===== Teks Pilihan =====

Kasus CPO, Grup Wilmar Bayar Lunas Rp11,88 triliun, MMG dan PHG Belum

0
FOTO: Presiden Prabowo Subianto saat beri sambutannya di Gedung Utama Kejagung, Senin (20/10/2025). (Properti Seskab)
FOTO: Presiden Prabowo Subianto saat beri sambutannya di Gedung Utama Kejagung, Senin (20/10/2025). (Properti Seskab)

LEGIONNEWS.COM -JAKARTA, Kapuspenkum Kejagung, Anang Supriatna mengungkapkan Wilmar Grup telah melunasi kerugian keuangan negara dalam kasus ekspor crude palm oil (CPO).

Adapun nilai kerugian negara yang telah dilunasi sebesar Rp11,88 triliun.

Hal itu diungkapkan Kepala Pusat Penerangan Hukum (Kapuspenkum) kepada awak media di Kompleks Kejagung, Jakarta Selatan, Selasa (21/10/2025).

Awalnya Kapuspenkum Kejaksaan Agung (Kejagung) menjelaskan telah memberikan batas waktu kepada Musim Mas Group (MMG) dan Permata Hijau Group (PHG) untuk melunasi uang pengganti sebesar Rp4,4 triliun dalam perkara korupsi CPO atau bahan baku minyak goreng.

“Memang ada sisa yang belum kita dapatkan untuk dua grup perusahaan,” ujar Kapuspenkum Kejagung.

“Kalau satu grup, satu perusahaan sudah dilunasi, sudah selesai yang untuk Wilmar,” katanya.

“Sedangkan untuk Musim Mas Grup dan grup perusahaan Permata Hijau ada kekurangan,” tambah Anang.

Anang Supriatna lalu menyampaikan bahwa pihaknya telah memberikan batas waktu kepada Musim Mas Group dan Permata Hijau Group untuk melunasi uang pengganti sebesar Rp4,4 triliun.

Dari keterangan Anang, Musim Mas Group diketahui baru menyetorkan Rp1,18 triliun dari total kewajiban uang pengganti sebesar Rp4,89 triliun.

Sementara Permata Hijau Group baru membayar Rp186,4 miliar dari total uang pengganti Rp937,55 miliar.

Anang lalu menegaskan, apabila dua korporasi tersebut tidak melunasi kewajibannya, maka aset perusahaan maupun pihak yang bertanggung jawab akan dirampas dan dilelang.

“Kejaksaan nantinya akan meminta batas waktu untuk segera dilunasi kerugian negaranya,” tegas Anang.

“Dan nanti apabila batas waktu belum juga (melunasi), ya aset yang disita akan kita lelang nantinya,” ujarnya.

Total kerugian negara dalam perkara ini mencapai Rp17,7 triliun. Dari jumlah tersebut, Kejagung telah menerima Rp13,25 triliun dari para korporasi.

===== Cuplikan Data =====

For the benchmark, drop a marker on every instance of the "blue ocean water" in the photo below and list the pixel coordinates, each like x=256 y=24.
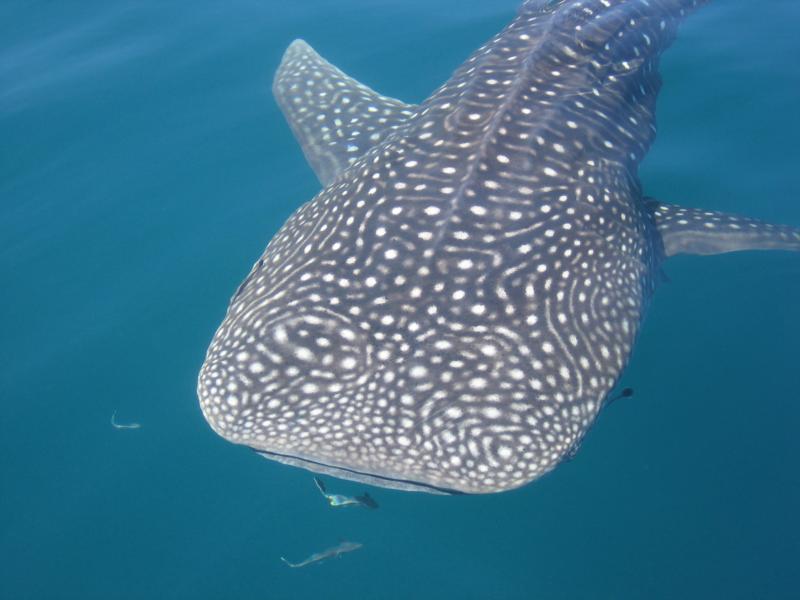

=====

Yang Perlu Dikerjakan:
1) Tuliskan kembali bagian berita kasus CPO, mulai dari "LEGIONNEWS.COM -JAKARTA, Kapuspenkum" dan berakhir di "palm oil (CPO).".
2) Menurut berita kasus CPO, berapa uang pengganti yang baru disetorkan Musim Mas Group?

Jawaban Tugas:
1)
LEGIONNEWS.COM -JAKARTA, Kapuspenkum Kejagung, Anang Supriatna mengungkapkan Wilmar Grup telah melunasi kerugian keuangan negara dalam kasus ekspor crude palm oil (CPO).

2) Rp1,18 triliun.